*REQUIRED WORK:* Filter the records and keep every line that contains the word "rear". Case counts.

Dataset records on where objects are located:
"""

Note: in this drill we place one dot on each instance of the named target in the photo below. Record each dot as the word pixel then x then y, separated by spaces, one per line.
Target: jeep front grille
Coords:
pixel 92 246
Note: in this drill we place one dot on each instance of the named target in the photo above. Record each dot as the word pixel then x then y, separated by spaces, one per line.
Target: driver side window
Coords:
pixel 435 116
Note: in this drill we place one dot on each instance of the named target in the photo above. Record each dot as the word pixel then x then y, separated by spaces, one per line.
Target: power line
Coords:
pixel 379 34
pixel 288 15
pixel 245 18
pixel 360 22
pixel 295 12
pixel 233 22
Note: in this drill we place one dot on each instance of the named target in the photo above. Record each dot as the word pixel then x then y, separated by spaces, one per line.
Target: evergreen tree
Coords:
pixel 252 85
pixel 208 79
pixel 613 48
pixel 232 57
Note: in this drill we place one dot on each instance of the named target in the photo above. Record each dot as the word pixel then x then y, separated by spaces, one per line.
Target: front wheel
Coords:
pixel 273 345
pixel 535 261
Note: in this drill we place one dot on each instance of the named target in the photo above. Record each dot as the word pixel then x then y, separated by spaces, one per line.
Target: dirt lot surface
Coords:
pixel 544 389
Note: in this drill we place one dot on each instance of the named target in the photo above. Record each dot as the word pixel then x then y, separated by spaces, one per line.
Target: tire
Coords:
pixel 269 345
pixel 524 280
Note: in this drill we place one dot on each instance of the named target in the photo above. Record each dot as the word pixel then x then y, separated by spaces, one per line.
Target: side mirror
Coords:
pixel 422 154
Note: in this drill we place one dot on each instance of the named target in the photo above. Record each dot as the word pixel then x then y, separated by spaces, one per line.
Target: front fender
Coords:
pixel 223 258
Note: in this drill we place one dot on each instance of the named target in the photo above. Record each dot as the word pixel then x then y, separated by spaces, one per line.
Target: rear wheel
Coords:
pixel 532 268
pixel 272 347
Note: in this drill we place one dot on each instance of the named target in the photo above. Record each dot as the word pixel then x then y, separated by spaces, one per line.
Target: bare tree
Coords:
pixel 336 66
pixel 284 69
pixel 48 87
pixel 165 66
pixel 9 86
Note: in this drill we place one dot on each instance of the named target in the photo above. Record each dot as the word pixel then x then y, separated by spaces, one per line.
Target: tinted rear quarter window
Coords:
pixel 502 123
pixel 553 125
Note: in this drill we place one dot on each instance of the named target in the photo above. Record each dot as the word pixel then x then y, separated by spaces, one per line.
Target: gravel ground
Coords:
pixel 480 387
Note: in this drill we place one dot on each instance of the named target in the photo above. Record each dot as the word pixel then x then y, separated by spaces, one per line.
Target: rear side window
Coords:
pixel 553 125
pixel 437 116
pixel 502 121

"""

*WRITTEN SOLUTION:*
Target: rear wheel
Target: tinted rear quarter window
Target: rear side window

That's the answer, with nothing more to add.